In a healthy individual, blood sugar is controlled by insulin, a hormone secreted by the pancreas. Insulin allows sugar to enter cells for use as fuel, especially in muscles and the liver. In a person with type 2 diabetes, the body becomes unable to regulate blood sugar levels, which is the level of glucose in the blood. This is when blood sugar levels rise (this is called hyperglycemia). In the long term, if blood sugar levels are not lowered by treatments, it can cause serious health problems, especially cardiovascular problems.

This chronic disease requires individualized treatment and close monitoring by the affected person and a medical team. Healthy lifestyles are the basis of treatment. If these habits are not enough to lower blood sugar, medication can be used.

There are 2 main forms of diabetes, type 1 diabetes and type 2 diabetes, both characterized by chronic hyperglycemia.

Type 1 diabetes occurs in young people and often develops in childhood. It is caused by autoimmune destruction of the pancreas that no longer produces insulin. The cause is poorly understood and there is currently no possible prevention. People with the condition are therefore dependent on insulin, which must be given by injection.

────

• **REQUIRED TASKS**
(a) Answer these questions from the diabetes passage:
(i) Which organ secretes insulin?
(ii) What are healthy lifestyles called in relation to treatment?
(iii) How must insulin be given to people with type 1 diabetes?
(b) Can you print the diabetes passage from "In a healthy" up to and including "by chronic hyperglycemia.", word for word?
The material comes from a source separate from the diabetes passage.

• **INPUT DATA**

────

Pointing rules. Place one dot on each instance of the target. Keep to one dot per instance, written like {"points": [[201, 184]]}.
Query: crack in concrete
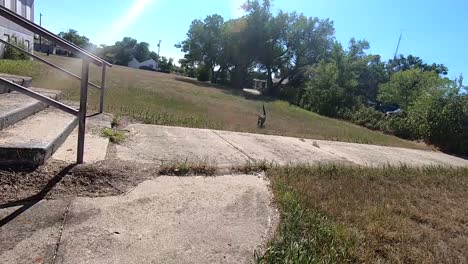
{"points": [[238, 149], [62, 226]]}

────

• **ANSWERS FOR THIS EXERCISE**
(a)
(i) The pancreas.
(ii) The basis of treatment.
(iii) By injection.

(b)
In a healthy individual, blood sugar is controlled by insulin, a hormone secreted by the pancreas. Insulin allows sugar to enter cells for use as fuel, especially in muscles and the liver. In a person with type 2 diabetes, the body becomes unable to regulate blood sugar levels, which is the level of glucose in the blood. This is when blood sugar levels rise (this is called hyperglycemia). In the long term, if blood sugar levels are not lowered by treatments, it can cause serious health problems, especially cardiovascular problems.

This chronic disease requires individualized treatment and close monitoring by the affected person and a medical team. Healthy lifestyles are the basis of treatment. If these habits are not enough to lower blood sugar, medication can be used.

There are 2 main forms of diabetes, type 1 diabetes and type 2 diabetes, both characterized by chronic hyperglycemia.